→ AUSGEWÄHLTER TEXT:
____
# Netzwerkgeschwindigkeit messen



## data89 (8. Jul 2009)

Hallo,

also mein neues Projekt beschäftigt sich (wie 99 % meiner Projekte) mit Netzwerken (weil das einfach das Spannenste ist ;-)).
Ich möchte die reale Geschwindigkeit also Übertragunsrate messen. Bisher habe ich nur mit Socket, ServerSocket, UDP-Sockets gearbeitet und Klassen geschrieben, die das Arbeiten damit erleichtern. Ich bin auch in der Theorie mehr oder weniger drin.

Außerdem muss ja ein Server und ein Client vorhanden sein (an beiden "Enden" des Netzwerkkabels).

Die Frage aller Fragen: *Ist ein Geschwindigkeitsmessen mit Java überhaupt möglich (denn Java sitzt ja hinter der JVM)?*

Ich frage mich, *wie man die Geschwindigkeit einer Netzwerkverbindung misst*. Könnte man verschieden große Pakete schicken und die Übertragunszeit messen? 

Das ist die eine Sache, dann hat man (hoffentlich) die UDP und die TCP/IP-Verbindung gemessen. Kann man irgendwie Informationen über die Auslastung der Netzwerk-Interfaces erhalten?

Ich freue mich auf Eure Kommentare,
data89


----------



## tuxedo (8. Jul 2009)

Klar kannst du da Messungen betreiben. 

>> Könnte man verschieden große Pakete schicken und die Übertragunszeit messen? 

Ist wohl ein guter Ansatz. Interessant wird hierbei auch die verwendete RX und TX Buffergröße auf dem Socket, sowie die Paketgröße sein. 

Auch solltest du mal nach "Nagle Algorithmus" googeln und diesen mal für deine Tests abschalten. Denke du bekommst da recht interessante Werte.

>> Kann man irgendwie Informationen über die Auslastung der Netzwerk-Interfaces erhalten?

Mit nativem Java sicher nicht. Ist auch nicht weiter Interessant, da du das selbst "errechnen" kannst. Wenn du weißt dass du ne 100mbit Karte hast, dann weißt du auch wieviel theoretisch über die Leitung geht. Und das kannst du dann mit dem vergleichen was du gemessen hast. Dann hast du deine "Auslastungsinformation", zumindest näherungsweise.

>> Die Frage aller Fragen: Ist ein Geschwindigkeitsmessen mit Java überhaupt möglich (denn Java sitzt ja hinter der JVM)?

Naja. Du kannst so natürlich nur messen, was sich mit Java übertragen lässt. Das OS selbst handhabt das ganze vielleicht "etwas" anders. Aber im großen und ganzen steht Java was die Netzwerkperformance betrifft den direkten OS-Netzwerkoperationen in nichts nach.

- Alex


----------



## data89 (8. Jul 2009)

Wie funktionert eine Messung jetzt genau?
Der Server sendet ein Paket an den Client und der Client sendet das Paket wieder zurück. Dann wird die benötigte Zeit durch zwei Geteilt und auf die Paketgröße gerechnet. Schon hat man eine Aussage xy KBit/s oder so. Aber der Client verarbeitet ja das Paket. Das benötigt ja auch Zeit.
____
→ BEREITGESTELLTE DATEN:
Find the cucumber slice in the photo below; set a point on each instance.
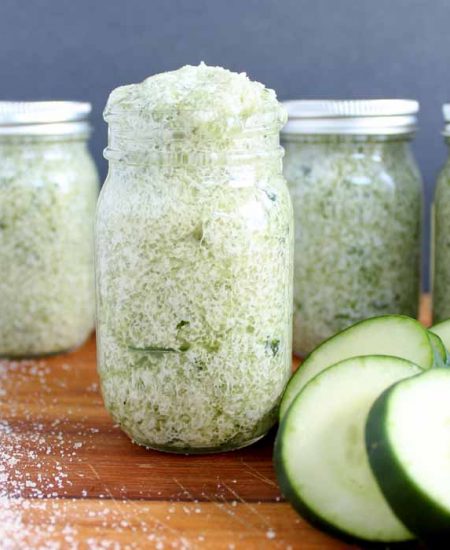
(442, 330)
(320, 457)
(395, 335)
(408, 444)
(440, 351)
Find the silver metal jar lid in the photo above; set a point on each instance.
(360, 116)
(44, 118)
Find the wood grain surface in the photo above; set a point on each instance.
(69, 478)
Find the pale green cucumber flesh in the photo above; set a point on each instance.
(408, 444)
(395, 335)
(320, 455)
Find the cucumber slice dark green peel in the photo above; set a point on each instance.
(440, 351)
(397, 464)
(442, 330)
(395, 335)
(320, 457)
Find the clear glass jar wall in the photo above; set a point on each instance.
(441, 236)
(194, 280)
(358, 206)
(48, 193)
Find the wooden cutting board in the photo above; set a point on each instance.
(69, 478)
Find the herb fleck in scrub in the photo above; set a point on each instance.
(194, 261)
(357, 198)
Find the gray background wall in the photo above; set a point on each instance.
(81, 49)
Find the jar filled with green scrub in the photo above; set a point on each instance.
(48, 193)
(194, 258)
(357, 197)
(440, 262)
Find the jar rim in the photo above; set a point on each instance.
(44, 118)
(357, 117)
____
→ ARBEITSANWEISUNG: Schreibe die Forumsdiskussion über das Messen der Netzwerkgeschwindigkeit im Anschluss an ihren letzten Satz weiter. Die Daten spielen hierbei keine Rolle.

→ ENDERGEBNIS:
Wenn man eine solche Messung implementiert hat - schön und gut. Aber dafür gibt es ja auch andere Programme. *Wie kann ich mein Projekt "Netzwerktools" noch sinnvoll erweitern?*

data89


----------



## tuxedo (8. Jul 2009)

"Wer misst, misst Mist ..."

Kommt halt drauf an was du messen willst.

Du kannst den "Round Trip Durchsatz" messen (so wie von dir beschrieben), oder aber du sendet einfach "alles was geht" und auf der anderen Seite "empfängst du alles was geht". Dann kannst du 2 Messungen machen: Wie Schnell kann ich Daten raussenden, und auf der anderen Seite: Wie schnell kann ich Daten empfangen.

Ich denke wenn man sich auch nur ein klein wenig selbst den Kopf darüber zerbricht und bei Unklarheiten mal 5min an die frische Luft geht kommt man selbst zu einem brauchbaren Ansatz.

Denn woher sollen WIR wissen was du wie messen kannst/willst/sollst.

Es gibt AFAIK kein genormtes, allgemeingültiges und übergeordnetes Messverfahren das DIE Netzwerkgeschwindigkeit misst. Du musst definieren was du messen willst, und das misst du dann einfach. Wenn Komponenten in die Messung mit einfließen, die du nicht im Ergebnis haben möchtest dann musst du diese erst identifizieren und dir dann überlegen wie du deine Messung umstellen/ändern kannst, so dass diese Komponenten entweder gar nicht mehr einfluss nehmen, oder nur noch eine minimale Rolle spielen.

- Alex

P.S. Fettschrift bringt dich auch nicht weiter.


----------



## data89 (8. Jul 2009)

> Ist wohl ein guter Ansatz. Interessant wird hierbei auch die verwendete RX und TX Buffergröße auf dem Socket, sowie die Paketgröße sein.



Was ist damit gemeint? Außerdem: Wie misst man zuverlässig die Übertragungszeit eines Pakets zwischen zwei Sockets?


> Der Server sendet ein Paket an den Client und der Client sendet das Paket wieder zurück. Dann wird die benötigte Zeit durch zwei Geteilt und auf die Paket. Das benötigt ja auch Zeit.



Wie bekomme ich außerdem verschieden große Pakete hin - natürlich, indem ich soviel reinpacke, wie ich will. Aber es fällt ja nicht nur ins Gewicht, was ich reinpacke. Es gibt ja auch noch einen Header ...

P.S.: Dann will ich es mal mit kursiver Schrift versuchen ;-)


----------



## tuxedo (8. Jul 2009)

Mal ehrlich: Du stellst dich gerade an wie "das Kind im Dreck" ...

Buffergrößen kann man auf dem Socket-Objekt setzen. Hilfe hierzu gibts in der API Doc.

Du kannst System.currentTimeMillis(); benutzen und Endzeit minus Startzeit ergibt dann die Dauer.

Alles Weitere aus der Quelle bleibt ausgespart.